> Passage to read:
** Start **

The PDCF and the TSLF were created under the Federal Reserve's emergency lending powers, with the term of the PDCF set for a period of at least six months, through mid-September. The Federal Reserve is strongly committed to supporting the stability and improved functioning of the financial system. We are currently monitoring developments in financial markets closely and considering several options, including extending the duration of our facilities for primary dealers beyond year-end, should the current unusual and exigent circumstances continue to prevail in dealer funding markets.
Translation: "The temporary bailout is far from over. The banking system is still at risk."
He assured his listeners that other plans are being considered. But all of them are merely monitoring issues. There is no solution offered. He promised this: Prudential Regulation and Supervision. But that was what we supposedly had from 2000 to 2006. It failed.
He admitted that there were — and are — serious problems.
From a regulatory and supervisory perspective, the investment banks and the other primary dealers raise some distinct issues. First, as I noted, neither the firms nor the regulators anticipated the possibility that investment banks would lose access to secured financing, as Bear Stearns did.
Translation: "Nobody saw it coming."
Second, in the absence of countervailing regulatory measures, the Fed's decision to lend to primary dealers — although it was necessary to avoid serious financial disruptions — could tend to make market discipline less effective in the future.
Translation: "It was a big bank bailout, pure and simple — moral hazard in action. It was the number-one task of all central banks has always been: protecting the commercial banking cartel from a breakdown due to the failure of one or more large banks."

** End **

> Problems and tasks:
1. In the commentary on the Federal Reserve's lending facilities above, rewrite the paragraph beginning "The PDCF and the TSLF were created" in two or three shorter sentences, keeping its main facts.
2. Answer these questions from the commentary on the Federal Reserve's lending facilities above:
(a) Under what powers were the PDCF and the TSLF created?
(b) Which firm is named as having lost access to secured financing?
(c) During which years does the writer say prudential regulation and supervision were supposedly in place?

> Supplied entries:

** Start **

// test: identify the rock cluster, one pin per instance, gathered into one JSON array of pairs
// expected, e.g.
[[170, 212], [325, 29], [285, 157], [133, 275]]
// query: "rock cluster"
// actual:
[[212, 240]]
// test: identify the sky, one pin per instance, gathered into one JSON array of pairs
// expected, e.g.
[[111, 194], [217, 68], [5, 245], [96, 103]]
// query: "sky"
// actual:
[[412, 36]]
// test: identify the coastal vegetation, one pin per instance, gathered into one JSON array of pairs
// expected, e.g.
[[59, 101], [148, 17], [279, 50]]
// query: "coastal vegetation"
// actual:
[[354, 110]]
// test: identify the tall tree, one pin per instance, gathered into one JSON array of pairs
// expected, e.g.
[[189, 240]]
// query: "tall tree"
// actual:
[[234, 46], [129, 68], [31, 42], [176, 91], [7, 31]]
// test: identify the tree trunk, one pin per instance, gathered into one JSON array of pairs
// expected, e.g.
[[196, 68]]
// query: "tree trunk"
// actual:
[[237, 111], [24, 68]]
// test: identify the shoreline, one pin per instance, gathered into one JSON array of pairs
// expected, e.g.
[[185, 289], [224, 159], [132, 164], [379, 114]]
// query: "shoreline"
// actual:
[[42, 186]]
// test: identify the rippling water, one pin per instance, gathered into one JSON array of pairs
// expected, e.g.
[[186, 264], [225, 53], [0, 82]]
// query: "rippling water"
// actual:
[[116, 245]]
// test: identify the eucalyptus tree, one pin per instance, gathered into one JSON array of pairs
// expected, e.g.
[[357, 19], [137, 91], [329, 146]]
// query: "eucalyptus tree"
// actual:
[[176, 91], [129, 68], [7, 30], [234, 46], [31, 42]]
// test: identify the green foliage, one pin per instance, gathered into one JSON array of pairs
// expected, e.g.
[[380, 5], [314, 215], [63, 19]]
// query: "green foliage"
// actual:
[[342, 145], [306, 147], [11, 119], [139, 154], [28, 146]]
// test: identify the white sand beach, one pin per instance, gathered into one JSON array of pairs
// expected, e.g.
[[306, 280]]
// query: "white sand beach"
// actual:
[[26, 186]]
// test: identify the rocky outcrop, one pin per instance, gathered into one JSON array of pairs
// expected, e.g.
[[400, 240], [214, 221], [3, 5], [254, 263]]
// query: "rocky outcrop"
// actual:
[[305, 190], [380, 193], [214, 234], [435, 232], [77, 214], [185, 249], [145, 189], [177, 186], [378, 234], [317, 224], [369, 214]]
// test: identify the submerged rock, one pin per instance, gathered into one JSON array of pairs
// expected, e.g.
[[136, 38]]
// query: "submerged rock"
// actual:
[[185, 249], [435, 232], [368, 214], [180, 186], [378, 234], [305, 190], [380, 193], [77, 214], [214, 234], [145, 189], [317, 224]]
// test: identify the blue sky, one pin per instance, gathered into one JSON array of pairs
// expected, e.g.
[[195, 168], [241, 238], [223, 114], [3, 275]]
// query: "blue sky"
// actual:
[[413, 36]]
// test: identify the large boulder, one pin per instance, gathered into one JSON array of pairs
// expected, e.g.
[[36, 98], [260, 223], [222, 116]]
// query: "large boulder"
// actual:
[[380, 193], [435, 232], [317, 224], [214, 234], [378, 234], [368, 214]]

** End **

> The results:
1. The Federal Reserve created the PDCF and the TSLF under its emergency lending powers, with the PDCF running for at least six months, through mid-September. The Fed is committed to financial stability and is closely watching markets. It is weighing options such as extending its primary dealer facilities beyond year-end if unusual and exigent conditions persist in dealer funding markets.

2.
(a) The Federal Reserve's emergency lending powers.
(b) Bear Stearns.
(c) From 2000 to 2006.